EXTRAIT SOURCE:
Appeler les choses par leur nom...


La Sociale

Analyses et débats pour le renouveau d'une pensée de l'émancipation

Appeler les choses par leur nom

Par Denis Collin • Actualités • Lundi 21/08/2017

Dans toute une partie des médias, des partis politiques et des faiseurs d’opinions de tous poils, on s’évertue à ne pas appeler les choses par leur nom. A chaque nouvel attentat commis par un ou plusieurs militants armés de la cause islamiste, on éviter autant que faire se peur de prononcer le mot « islamiste » parce que l’on craint les amalgames « islamisme = islam » et que visiblement la crainte des amalgames est bien plus forte que la crainte des attentats ! Plutôt que de désigner la cause que ces militants islamistes armés veulent promouvoir, on parle de « criminels », de « lâches », qualificatifs moraux que l’on fait suivre de qualificatifs psychiatriques (fous, psychopathes ...). On nous enjoint de croire qu’il n’y a évidemment aucun rapport entre ces fous qui conduisent des voitures folles et la cause politico-théologique dont ils se réclament. « Pas d’amalgame » et « ça n’a rien à voir avec l’islam », voilà ce qu’il faut dire dès qu’une bombe explose, que les couteaux sortent ou les camions se précipitent sur la foule. Tout au plus ira-t-on jusqu’à condamner ce « lâche terrorisme ».

[Enregistrements extraits]
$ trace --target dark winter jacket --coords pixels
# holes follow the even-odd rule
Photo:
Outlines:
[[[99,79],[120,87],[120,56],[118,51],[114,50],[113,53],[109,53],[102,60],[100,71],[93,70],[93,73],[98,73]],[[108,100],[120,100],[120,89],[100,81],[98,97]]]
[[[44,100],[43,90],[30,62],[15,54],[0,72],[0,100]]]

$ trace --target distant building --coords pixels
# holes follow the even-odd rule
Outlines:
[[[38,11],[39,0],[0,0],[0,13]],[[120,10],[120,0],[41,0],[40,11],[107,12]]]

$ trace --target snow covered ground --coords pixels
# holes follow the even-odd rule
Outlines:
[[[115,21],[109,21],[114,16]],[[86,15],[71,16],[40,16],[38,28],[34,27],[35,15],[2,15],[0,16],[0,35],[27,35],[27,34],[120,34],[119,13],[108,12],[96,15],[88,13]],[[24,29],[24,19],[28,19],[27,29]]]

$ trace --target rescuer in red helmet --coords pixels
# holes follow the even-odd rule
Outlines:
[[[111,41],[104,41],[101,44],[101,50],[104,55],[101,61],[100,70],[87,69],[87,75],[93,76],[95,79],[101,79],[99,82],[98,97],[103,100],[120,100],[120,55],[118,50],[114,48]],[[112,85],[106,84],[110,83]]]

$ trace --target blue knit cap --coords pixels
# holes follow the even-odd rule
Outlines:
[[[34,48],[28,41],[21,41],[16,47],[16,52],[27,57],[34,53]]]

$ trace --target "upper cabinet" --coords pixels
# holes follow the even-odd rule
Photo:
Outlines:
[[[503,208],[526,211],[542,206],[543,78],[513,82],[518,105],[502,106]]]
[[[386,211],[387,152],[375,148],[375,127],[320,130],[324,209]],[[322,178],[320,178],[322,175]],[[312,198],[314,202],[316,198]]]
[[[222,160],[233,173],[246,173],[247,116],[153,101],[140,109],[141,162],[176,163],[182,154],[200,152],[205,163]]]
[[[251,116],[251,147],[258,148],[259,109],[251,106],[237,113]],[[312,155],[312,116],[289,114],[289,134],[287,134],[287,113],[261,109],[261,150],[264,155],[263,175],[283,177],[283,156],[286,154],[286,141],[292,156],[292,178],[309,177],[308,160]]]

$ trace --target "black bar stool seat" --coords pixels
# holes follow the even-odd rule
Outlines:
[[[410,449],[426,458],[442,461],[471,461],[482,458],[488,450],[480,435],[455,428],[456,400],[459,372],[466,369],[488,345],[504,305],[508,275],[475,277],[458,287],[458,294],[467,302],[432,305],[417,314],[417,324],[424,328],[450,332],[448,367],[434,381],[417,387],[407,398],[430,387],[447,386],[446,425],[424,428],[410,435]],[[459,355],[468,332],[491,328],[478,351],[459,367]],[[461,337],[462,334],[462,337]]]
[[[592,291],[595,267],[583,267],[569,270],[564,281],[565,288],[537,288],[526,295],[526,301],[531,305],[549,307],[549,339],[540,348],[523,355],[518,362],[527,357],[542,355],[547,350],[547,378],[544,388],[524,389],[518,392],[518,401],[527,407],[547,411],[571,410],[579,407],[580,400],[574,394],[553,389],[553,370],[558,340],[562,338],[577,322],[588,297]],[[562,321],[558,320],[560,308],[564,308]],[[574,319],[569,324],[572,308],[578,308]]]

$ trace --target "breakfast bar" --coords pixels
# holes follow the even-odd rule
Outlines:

OBJECTIF: Donnez la suite de l'extrait « Appeler les choses par leur nom » en partant de sa dernière phrase. Ces enregistrements proviennent d'une autre source.

RÉPONSE FINALE:
La première chose qui s’impose est donc de clarifier l’usage des mots. Tout d’abord, les condamnations morales sont parfaitement inutiles et presque un peu grotesques venant de responsables politiques. On ne doute bien qu’aucun responsable ne va approuver le mitraillage à la AK47 d’une salle de spectacle et qu’il s’agit d’une chose horrible, inexcusable, répugnante, etc. Mais après ?  Ce ne sont pas des fous isolés, des psychopathes échappés d’un asile qui ont massacré des centaines de personnes au cours des deux dernières années. Ce sont des gens qui mènent une guerre, donc qui font de la politique – tant est-il que la guerre est la continuation de la politique par d’autres moyens. Il faut donc rester sobre sur le lexique moral et en venir à l’essentiel qui est la politique.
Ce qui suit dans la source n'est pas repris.